**REQUIRED ACTIONS**
[a] In the commuting essay, how many hours of sleep a night does the writer say she can manage quite well on?
[b] Rewrite the paragraph of the commuting essay that begins "I weighed up the opportunity" in a shorter form, keeping its main facts.
[c] Extend the commuting essay past its final sentence with a few paragraphs.

**SELECTION**
Admittedly I have none of the usual pressures that most women have, I don't cook or clean (I enjoy an open marriage and leave all the domestic business to my husband's other lady) nor do I have children, an addiction to soap operas or numerous friends clamouring to visit the pub with me. My time in many ways is more flexible than it is for most people and given that my free time is almost exclusively spent working for Witch Path Forward or writing romance novels I thought my literary pastimes might be something that could be adapted to daily travel. 

I weighed up the opportunity until I was certain it would be at least bearable. I can manage quite well on six hours sleep a night and although there would be a fair bit of walking involved that could surely only be a good thing for a woman with a size 18-20 waistline. All things considered it was certainly worth a go and even it turned out to be a sacrifice I expected at least to be able to manage it.

What I didn't expect was to enjoy it. At least not to the extent that I do. I believed commuting would be something that took me away from my witchcraft and reduced the time I spent on my spiritual needs but contrarily and to my real surprise commuting turned out to be very harmonious with my life as a witch...

The train ride is very green and that is a big part of why I have become so passionate about my commute. I can't bear being trapped in cities or towns. I need the infusion of green in my life to function positively. Not that I'm a great walker, I appreciate nature most when I'm sitting down and that is exactly what the train journey allows me to do. I flood my eyes with a constant barrage of green, it invigorates me at the start of the day and soothes me at the end of the day. I whizz past trees, fields, hills, rivers and lakes immersed in scenery that most people only get to see on weekends and holidays. Every day is a chance to connect with nature and the world around me. After a while I began to see the commute not as an evil necessity but as a privilege and an opportunity to build on my relationship with the earth.

Object position labeling entries
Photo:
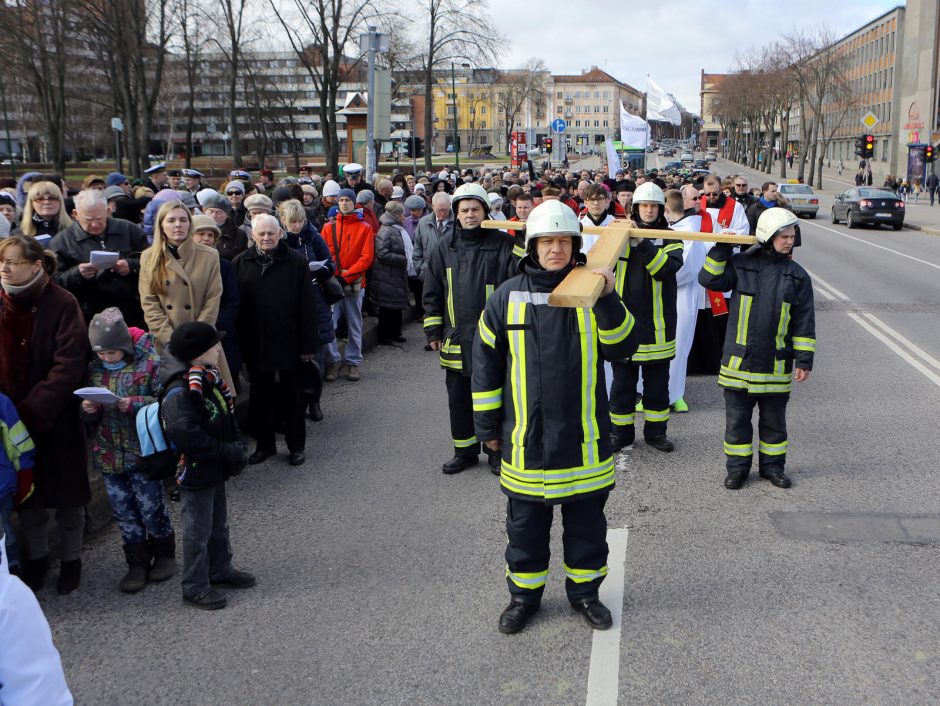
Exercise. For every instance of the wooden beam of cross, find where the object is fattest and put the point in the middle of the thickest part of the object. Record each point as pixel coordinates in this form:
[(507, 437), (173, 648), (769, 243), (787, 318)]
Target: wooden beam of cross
[(582, 288)]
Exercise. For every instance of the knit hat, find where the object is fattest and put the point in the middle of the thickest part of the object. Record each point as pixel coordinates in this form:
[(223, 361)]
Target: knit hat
[(192, 339), (258, 201), (415, 202), (209, 198), (331, 189), (108, 332), (202, 222)]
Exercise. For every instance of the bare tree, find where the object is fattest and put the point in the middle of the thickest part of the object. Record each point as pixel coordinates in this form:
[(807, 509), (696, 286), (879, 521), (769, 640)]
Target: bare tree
[(320, 32), (517, 90), (455, 31)]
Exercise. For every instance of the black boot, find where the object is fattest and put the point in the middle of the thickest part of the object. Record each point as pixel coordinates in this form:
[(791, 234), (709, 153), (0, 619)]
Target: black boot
[(138, 562), (70, 574), (34, 572), (164, 558)]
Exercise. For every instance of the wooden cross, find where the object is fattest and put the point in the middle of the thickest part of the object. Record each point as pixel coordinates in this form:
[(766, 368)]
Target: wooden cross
[(582, 288)]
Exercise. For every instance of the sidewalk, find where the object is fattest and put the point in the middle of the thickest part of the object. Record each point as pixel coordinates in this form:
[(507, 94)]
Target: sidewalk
[(919, 214)]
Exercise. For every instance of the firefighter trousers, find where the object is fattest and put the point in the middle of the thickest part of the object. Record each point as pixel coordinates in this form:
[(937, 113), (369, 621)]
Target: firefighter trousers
[(460, 403), (655, 399), (528, 526), (771, 431)]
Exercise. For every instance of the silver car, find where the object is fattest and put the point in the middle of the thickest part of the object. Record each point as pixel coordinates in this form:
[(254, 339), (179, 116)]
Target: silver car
[(801, 198)]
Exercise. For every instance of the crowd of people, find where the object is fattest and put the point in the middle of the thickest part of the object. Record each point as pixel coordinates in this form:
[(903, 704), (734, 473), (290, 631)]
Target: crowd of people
[(165, 289)]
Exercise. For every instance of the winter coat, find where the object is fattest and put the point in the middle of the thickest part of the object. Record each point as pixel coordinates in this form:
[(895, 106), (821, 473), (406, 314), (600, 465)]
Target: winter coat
[(313, 248), (202, 427), (538, 386), (115, 447), (43, 354), (73, 247), (426, 238), (464, 270), (277, 319), (356, 241), (772, 324), (389, 284)]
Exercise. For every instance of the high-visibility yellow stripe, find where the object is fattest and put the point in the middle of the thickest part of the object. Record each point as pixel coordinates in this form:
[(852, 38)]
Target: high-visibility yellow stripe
[(450, 297), (517, 380), (744, 313), (585, 575), (528, 579), (487, 400), (715, 267), (774, 449)]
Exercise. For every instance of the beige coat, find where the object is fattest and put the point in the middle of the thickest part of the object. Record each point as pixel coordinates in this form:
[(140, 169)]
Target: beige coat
[(193, 290)]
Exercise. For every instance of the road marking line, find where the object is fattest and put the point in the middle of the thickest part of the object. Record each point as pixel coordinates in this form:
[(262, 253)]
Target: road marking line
[(875, 245), (884, 333), (604, 675)]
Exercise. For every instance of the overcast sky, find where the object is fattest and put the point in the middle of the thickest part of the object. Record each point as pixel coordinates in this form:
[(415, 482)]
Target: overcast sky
[(670, 41)]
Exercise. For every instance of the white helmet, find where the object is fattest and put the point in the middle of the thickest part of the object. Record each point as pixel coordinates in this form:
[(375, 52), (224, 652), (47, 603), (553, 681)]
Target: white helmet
[(471, 191), (648, 192), (551, 218), (772, 221)]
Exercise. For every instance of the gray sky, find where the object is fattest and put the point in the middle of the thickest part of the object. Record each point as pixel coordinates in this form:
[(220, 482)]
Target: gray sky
[(670, 41)]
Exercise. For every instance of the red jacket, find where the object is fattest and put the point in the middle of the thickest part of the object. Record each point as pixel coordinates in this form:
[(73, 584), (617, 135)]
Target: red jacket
[(356, 241)]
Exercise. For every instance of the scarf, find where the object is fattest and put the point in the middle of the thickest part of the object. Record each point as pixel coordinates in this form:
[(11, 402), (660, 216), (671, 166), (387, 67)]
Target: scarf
[(199, 376)]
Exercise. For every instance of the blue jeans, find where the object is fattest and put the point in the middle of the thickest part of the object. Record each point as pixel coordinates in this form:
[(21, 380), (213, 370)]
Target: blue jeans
[(350, 308), (6, 521), (138, 506)]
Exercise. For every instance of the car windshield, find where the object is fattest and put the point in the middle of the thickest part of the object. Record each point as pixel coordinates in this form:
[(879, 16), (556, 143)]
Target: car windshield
[(876, 194)]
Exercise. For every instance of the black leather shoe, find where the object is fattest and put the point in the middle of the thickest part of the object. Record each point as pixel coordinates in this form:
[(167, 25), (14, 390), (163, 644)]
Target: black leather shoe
[(515, 617), (459, 463), (621, 442), (595, 613), (235, 579), (259, 456), (210, 600), (661, 443), (778, 479)]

**OUTPUTS FOR THE TASKS**
[a] Six hours.

[b] I considered the opportunity until I was sure it would be at least bearable. I can get by well on six hours of sleep a night, and the extra walking could only help a woman with a size 18-20 waistline. On balance it was worth trying, and even if it proved a sacrifice, I expected to manage it.

[c]
It is more than just what I see though, it's also the distance that I see things at. When commuting I'm always looking at the horizon and stretching my view to the distance beyond. Have you ever noticed that when taking a bus to your local town your eyes never focus more than ten metres in front of you? The immediate world is very close and claustrophobic. A close world limits perspective and it makes me feel very trapped and stifled. It hurts my sight to focus so closely on objects and buildings so nearby. I revel in resting my eyes on the green that stretches all the way to the horizon.

As a commuting witch I have also developed a far more profound relationship with the sun and the moon that I have ever had. I'm more aware of the seasons and the moon cycles and it is an awareness borne from personal interaction and not following a moon calendar. Like the Pagans of old I have a direct link to the world based on my own observations of the Earth, Sun and Moon. This has enhanced my ability to incorporate these elements into my magic.

When I commute I become freer, more aware of the world and the people beyond my own life. I pass over motorways filled with cars and people flowing from buildings at the end of their working day and I feel a sense of consolidarity with them. I look at the houses and imagine the people who might be living in them. My awareness of others and their humanity is enhanced.

I see commuting as the transition between worlds. I do sometimes wonder if as people we are closest to being ourselves when in no fixed place but travelling between two points. On the train I'm neither the mortgage advisor I've left behind at work or the wife I will become at home, I can concentrate solely on being myself, alone with no expectations and free of the roles that await me at either end of the day. It is in these inbetween times that I feel closest to my craft as a witch. There is a good deal of emphasis placed on the inbetween times in witchcraft - think the changes throughout the day, the magic times of dawn and twilight. Or the changes in the year, the solstices marking the turning toward the light and dark halves of the year. Commuting for me is the same thing - it is stepping between the worlds and resting in the temporary and welcome oblivion of nothingness. The train for me is the land of no expectations, a place I can exist for myself and nobody else.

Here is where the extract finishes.